## WORK INSTRUCTIONS
Each line below is to be copied exactly; images do not go into the copy.

** DATASET RECORDS follows **

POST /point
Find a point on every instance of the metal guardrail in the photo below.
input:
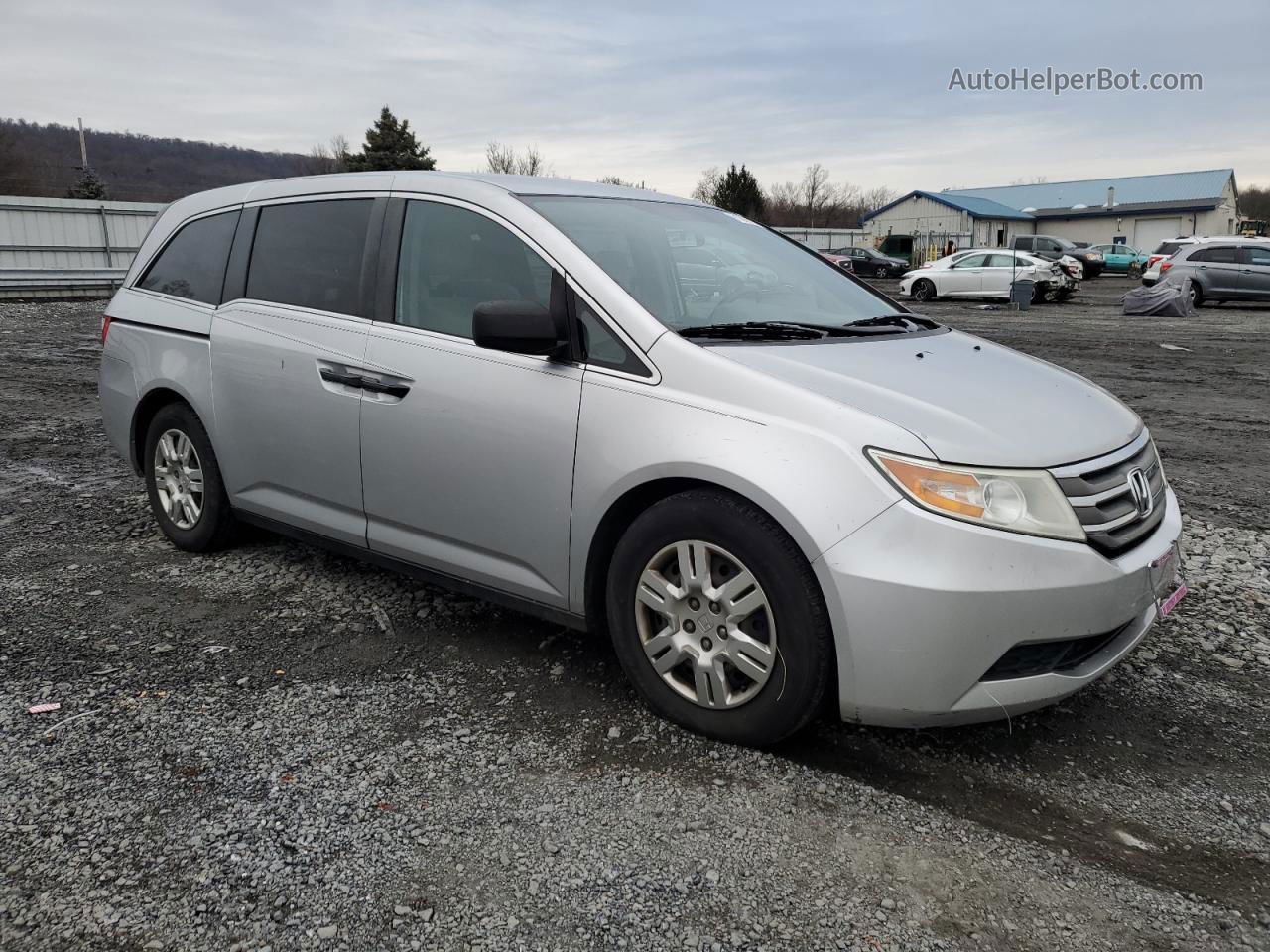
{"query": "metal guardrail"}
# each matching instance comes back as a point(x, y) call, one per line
point(68, 248)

** End of DATASET RECORDS **

## SOLUTION
POST /point
Find a point on every instance of the metal guardrail in the photo below.
input:
{"query": "metal guardrail"}
# each matching instance comes back as a point(x, y) call, one per line
point(68, 248)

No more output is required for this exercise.